- [Instruction] Repeat the data verbatim.

>> BEGIN

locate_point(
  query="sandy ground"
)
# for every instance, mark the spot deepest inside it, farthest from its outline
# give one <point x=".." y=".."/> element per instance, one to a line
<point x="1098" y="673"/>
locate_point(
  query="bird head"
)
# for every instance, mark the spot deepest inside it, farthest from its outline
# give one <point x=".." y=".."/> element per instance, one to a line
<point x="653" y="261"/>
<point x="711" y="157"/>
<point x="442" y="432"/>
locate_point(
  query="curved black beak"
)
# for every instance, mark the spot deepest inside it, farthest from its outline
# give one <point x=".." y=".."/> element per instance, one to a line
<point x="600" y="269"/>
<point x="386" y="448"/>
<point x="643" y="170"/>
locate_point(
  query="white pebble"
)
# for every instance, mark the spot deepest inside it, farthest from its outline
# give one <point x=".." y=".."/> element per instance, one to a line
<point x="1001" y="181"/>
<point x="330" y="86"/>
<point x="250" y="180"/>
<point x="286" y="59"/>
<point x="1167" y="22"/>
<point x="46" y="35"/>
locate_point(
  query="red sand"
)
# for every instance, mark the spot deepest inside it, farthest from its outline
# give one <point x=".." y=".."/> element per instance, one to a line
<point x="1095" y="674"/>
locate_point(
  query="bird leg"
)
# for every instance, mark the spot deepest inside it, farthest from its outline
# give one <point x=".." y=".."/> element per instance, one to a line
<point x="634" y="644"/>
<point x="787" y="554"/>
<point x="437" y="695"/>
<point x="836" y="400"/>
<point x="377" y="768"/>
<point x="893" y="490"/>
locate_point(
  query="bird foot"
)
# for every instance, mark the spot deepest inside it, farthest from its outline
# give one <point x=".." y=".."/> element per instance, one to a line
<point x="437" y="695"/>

>> END

- [Exercise solution]
locate_point(
  query="sandy ground"
)
# for every instance, mark the spot deepest inside it, farthest from its outline
# give one <point x=".." y=".."/> element per instance, one to a line
<point x="1098" y="673"/>
locate_point(
  query="bird head"
)
# for every instance, mark the spot deepest inside it, farthest from its outline
# give one <point x=".." y=".."/> element per instance, one to a line
<point x="653" y="261"/>
<point x="711" y="157"/>
<point x="442" y="432"/>
locate_point(
  query="curved black beak"
)
# for every instance, mark the spot deepest inside it, farthest from its outline
# give one <point x=".." y=".."/> element per instance, one to a line
<point x="600" y="269"/>
<point x="386" y="448"/>
<point x="643" y="170"/>
locate_point(
  query="white pebble"
)
# for every instance, mark the spot deepest inside it, farthest from its outline
# give one <point x=".." y=".."/> element per instance, one to a line
<point x="1001" y="181"/>
<point x="330" y="86"/>
<point x="250" y="180"/>
<point x="286" y="59"/>
<point x="1167" y="22"/>
<point x="46" y="35"/>
locate_point(
  query="red sand"
)
# for every instance, mark the spot deepest inside it, farthest from its outline
# give one <point x=".." y=".."/> element per instance, one to a line
<point x="1095" y="674"/>
locate_point(
  query="bird leg"
)
# for every instance, mark the spot deepest inside it, farthest from its outline
# give one <point x=".." y=".."/> element per instance, one to a line
<point x="634" y="644"/>
<point x="787" y="554"/>
<point x="437" y="695"/>
<point x="836" y="400"/>
<point x="377" y="768"/>
<point x="893" y="490"/>
locate_point(
  query="bird foot"
)
# for every instance, mark the spot deepest inside it, farthest from its outline
# give one <point x=".." y=".."/> element per instance, one to a line
<point x="437" y="695"/>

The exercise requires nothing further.